##### Exercise data

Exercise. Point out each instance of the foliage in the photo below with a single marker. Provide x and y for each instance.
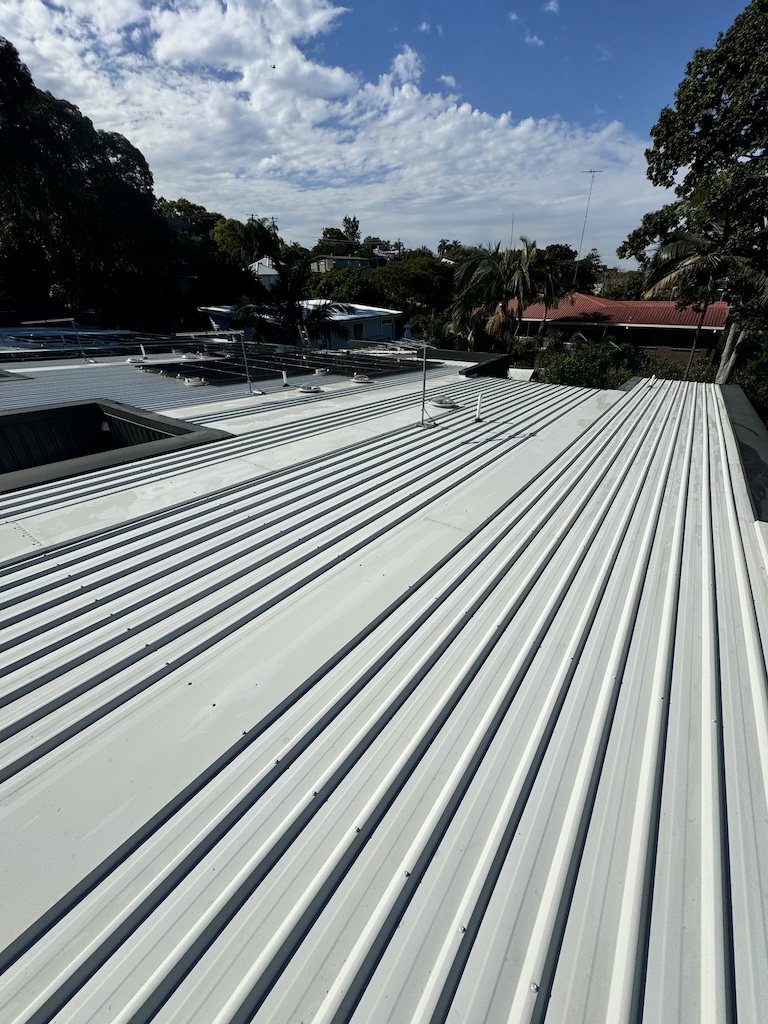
(351, 228)
(280, 314)
(415, 283)
(717, 131)
(497, 285)
(753, 379)
(76, 204)
(623, 285)
(713, 147)
(344, 286)
(598, 364)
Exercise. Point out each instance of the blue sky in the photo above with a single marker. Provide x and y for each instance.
(425, 120)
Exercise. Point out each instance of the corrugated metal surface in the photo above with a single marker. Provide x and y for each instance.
(468, 725)
(656, 312)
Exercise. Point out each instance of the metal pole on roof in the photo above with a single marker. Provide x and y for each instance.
(80, 342)
(584, 225)
(245, 360)
(424, 384)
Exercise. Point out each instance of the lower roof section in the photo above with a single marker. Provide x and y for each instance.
(456, 724)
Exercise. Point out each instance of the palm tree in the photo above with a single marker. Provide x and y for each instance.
(698, 266)
(281, 313)
(498, 285)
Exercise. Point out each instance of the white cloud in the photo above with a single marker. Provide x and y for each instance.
(190, 84)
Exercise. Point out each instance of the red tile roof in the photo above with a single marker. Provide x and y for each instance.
(646, 312)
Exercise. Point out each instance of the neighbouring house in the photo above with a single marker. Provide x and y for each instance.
(264, 271)
(356, 326)
(656, 326)
(323, 264)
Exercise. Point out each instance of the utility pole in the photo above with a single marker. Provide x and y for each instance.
(584, 226)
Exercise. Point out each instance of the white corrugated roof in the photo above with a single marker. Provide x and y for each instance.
(455, 724)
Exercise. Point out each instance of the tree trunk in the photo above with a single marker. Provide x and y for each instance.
(730, 353)
(695, 342)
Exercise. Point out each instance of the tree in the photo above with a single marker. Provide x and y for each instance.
(498, 285)
(416, 283)
(718, 129)
(351, 228)
(76, 203)
(333, 242)
(713, 147)
(344, 286)
(280, 314)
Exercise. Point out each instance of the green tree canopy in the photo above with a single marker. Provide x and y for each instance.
(713, 147)
(344, 286)
(717, 131)
(76, 203)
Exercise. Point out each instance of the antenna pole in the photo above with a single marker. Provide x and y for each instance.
(584, 225)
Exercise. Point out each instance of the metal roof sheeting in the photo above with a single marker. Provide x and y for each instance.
(463, 724)
(646, 312)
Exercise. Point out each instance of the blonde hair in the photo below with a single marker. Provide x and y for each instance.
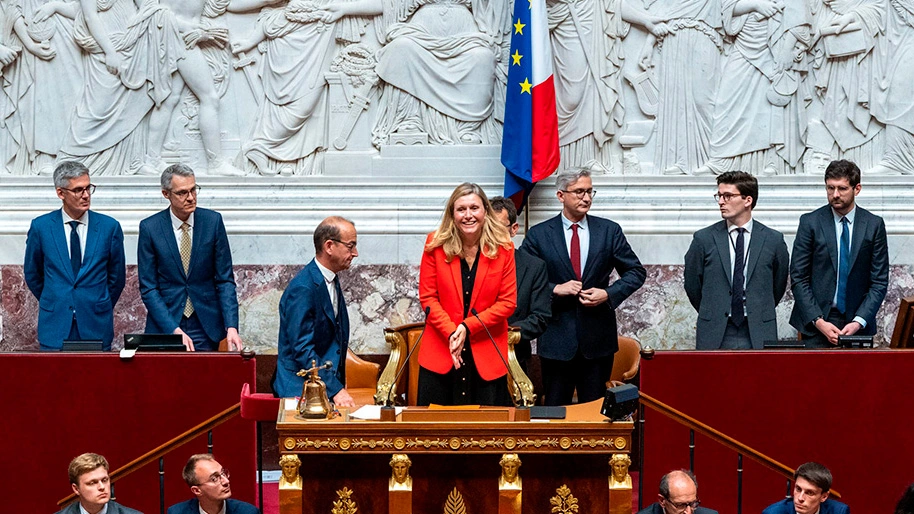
(448, 235)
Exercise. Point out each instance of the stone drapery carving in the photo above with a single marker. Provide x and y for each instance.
(273, 87)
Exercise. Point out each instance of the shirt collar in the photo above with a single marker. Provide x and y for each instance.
(329, 276)
(850, 216)
(176, 222)
(83, 220)
(566, 223)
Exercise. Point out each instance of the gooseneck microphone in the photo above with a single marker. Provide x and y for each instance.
(393, 386)
(523, 404)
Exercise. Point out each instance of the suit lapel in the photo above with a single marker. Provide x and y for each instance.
(756, 242)
(92, 236)
(167, 234)
(61, 241)
(722, 241)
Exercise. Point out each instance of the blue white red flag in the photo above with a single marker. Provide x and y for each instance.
(530, 141)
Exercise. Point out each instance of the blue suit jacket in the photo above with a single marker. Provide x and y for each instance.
(210, 283)
(310, 330)
(90, 295)
(192, 506)
(572, 325)
(827, 507)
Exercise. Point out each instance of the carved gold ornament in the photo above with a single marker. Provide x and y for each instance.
(563, 502)
(345, 505)
(454, 503)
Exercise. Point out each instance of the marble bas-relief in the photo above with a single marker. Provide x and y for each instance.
(378, 296)
(321, 87)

##########

> _What is required_: Return all of the entries exactly as written, but drop any pictures they hold.

> _Complete response_:
Exercise. Point out each instance of the foliage in the photo below with a single marker. Provide x and y for each instance.
(351, 228)
(280, 314)
(415, 283)
(717, 131)
(497, 285)
(753, 379)
(76, 204)
(623, 285)
(713, 147)
(344, 286)
(598, 364)
Exercise. Point out each instance of the blue sky in the photo above with a single marker. Provide x and y for each instance.
(425, 120)
Exercise. Point out each instance of the corrugated metal surface in the photo above with a single marker. Provide x and y for each instance.
(468, 725)
(656, 312)
Exercise. Point out each instance of the metal pole on roof in the photo above with a single marker. Provide x and y for each instance.
(80, 342)
(584, 225)
(245, 360)
(424, 384)
Exercise. Point out each instance of the lower roof section in the photo above with a single marker. Provide x and y for each instance.
(456, 724)
Exercise. Point out each instance of the palm tree in the photo above with a single marker. Provide x and y for each instance.
(698, 266)
(281, 313)
(498, 285)
Exercise. Point out each instance of the white cloud in the photo above with a single marker. Provide x and y for each instance.
(190, 84)
Exercise. Point out each instance of the red tile roof in the photo above with a single marker. Provide x and y for each instance.
(646, 312)
Exercise. Point out each instance of the neighbouring house in the photo above with a single marker. Provide x and y for each instance.
(264, 271)
(356, 326)
(656, 326)
(323, 264)
Exercise. Point out each instance of the utility pole in the photo above with a single marker. Provide x and y for each instance.
(584, 226)
Exercise. Point out each instance of the white corrugated roof in the photo above with a single marker. Provide x and y for each instance.
(455, 724)
Exercise. Point out each instance of the tree trunk in the photo above with a single marker. Provide x and y for each instance.
(730, 353)
(695, 342)
Exercise. Point out each instance of the tree in the photo above with a single marker. Provide x and y for each instance.
(498, 285)
(416, 283)
(718, 129)
(351, 228)
(76, 203)
(333, 242)
(713, 147)
(344, 286)
(280, 314)
Exercise. Point out each instance of the green tree canopy in the photo above with a single marker. Provide x and y for each instance.
(713, 147)
(344, 286)
(717, 131)
(76, 203)
Exercise. Point out each instance of the antenna pole in the photo above with a single marker. Provide x and y for each instance.
(584, 225)
Exercise. Point out each instance of the metal roof sheeting in the photo above with a single marker. Provide x and y for each instance.
(463, 724)
(646, 312)
Exercise. Point out each instance of the blonde hair in the photo below with a single marker. Provide x and y for each instance.
(448, 235)
Exercise. Point out each instance of the stone drapery carving in the photo above with a single marker. Provide x and y for each instance.
(273, 87)
Exercise. Point out each instance of the shirt collar in the photo above with a single marker. Provide x and y for each instance.
(329, 276)
(850, 216)
(176, 222)
(83, 220)
(566, 223)
Exercise. Point out each instance of the gooseneck microphone in the photo above with a single marker. Provide x and y for each instance.
(393, 386)
(523, 404)
Exercise. Point out each instance of the suit lapel in the photo above with a single marker. Provide x and y for each instance.
(756, 242)
(92, 236)
(167, 234)
(61, 241)
(722, 241)
Exercise. Point out each instance of the blue white red flag in the photo above with a single marker. Provide x and y for each instance.
(530, 141)
Exercise. Point out each instance of the blue suit jacket in the photo above with a single marker. Provide x and y for each instance.
(210, 283)
(310, 330)
(90, 295)
(192, 506)
(572, 325)
(827, 507)
Exercise. Point out each instance of the carved gold ornament in the photo above with a single marker. Provide x and y for each instance.
(563, 502)
(345, 505)
(454, 503)
Exercise. Point out each instance of the marble bas-relief in the photo above with a single marker. Provide x and y for each instance.
(378, 296)
(321, 87)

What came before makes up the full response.